Could you edit the records below so that each "photo" reads "image" and every other word stays the same, leaving the pictures out of your version?

Information supplied.
══════════════════════════════
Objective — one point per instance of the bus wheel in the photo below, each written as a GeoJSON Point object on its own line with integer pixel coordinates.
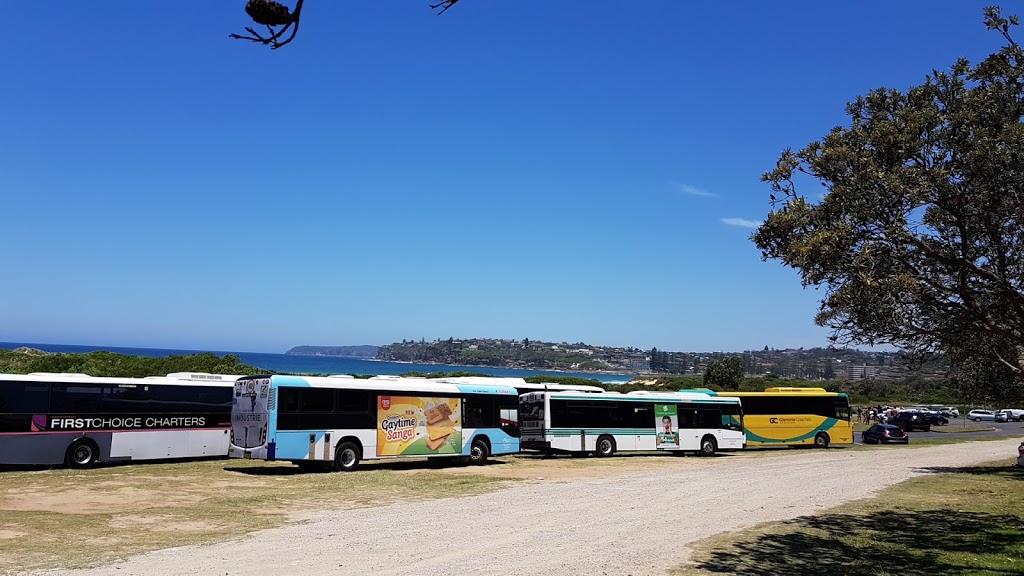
{"type": "Point", "coordinates": [346, 458]}
{"type": "Point", "coordinates": [478, 452]}
{"type": "Point", "coordinates": [82, 454]}
{"type": "Point", "coordinates": [605, 446]}
{"type": "Point", "coordinates": [821, 441]}
{"type": "Point", "coordinates": [708, 446]}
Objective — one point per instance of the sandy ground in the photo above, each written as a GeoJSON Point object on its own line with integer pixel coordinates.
{"type": "Point", "coordinates": [635, 524]}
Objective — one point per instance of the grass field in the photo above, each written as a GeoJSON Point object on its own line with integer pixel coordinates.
{"type": "Point", "coordinates": [65, 518]}
{"type": "Point", "coordinates": [960, 521]}
{"type": "Point", "coordinates": [68, 518]}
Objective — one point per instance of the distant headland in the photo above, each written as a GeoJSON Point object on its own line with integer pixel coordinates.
{"type": "Point", "coordinates": [342, 352]}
══════════════════════════════
Solution for this exercise.
Objective — one point per instance of the bus wheel in the image below, each written as a GeoJSON Point object on its own line with integer pixel coordinates.
{"type": "Point", "coordinates": [346, 458]}
{"type": "Point", "coordinates": [478, 452]}
{"type": "Point", "coordinates": [82, 454]}
{"type": "Point", "coordinates": [605, 446]}
{"type": "Point", "coordinates": [821, 441]}
{"type": "Point", "coordinates": [708, 446]}
Objective — one point per instance of the sandy ground in the image above, each written as a GeoJSON Point object on its own line with integer pixel coordinates.
{"type": "Point", "coordinates": [635, 524]}
Objective — one point per instance of the grass field in the image above, each written as a GeoJSON Point object on its own line with integer pixel coordinates.
{"type": "Point", "coordinates": [65, 518]}
{"type": "Point", "coordinates": [960, 521]}
{"type": "Point", "coordinates": [68, 518]}
Objective — one point per instance of the distant headland in the image above, each written as a GeoJSON Point object on its own line with integer pixel coordinates.
{"type": "Point", "coordinates": [342, 352]}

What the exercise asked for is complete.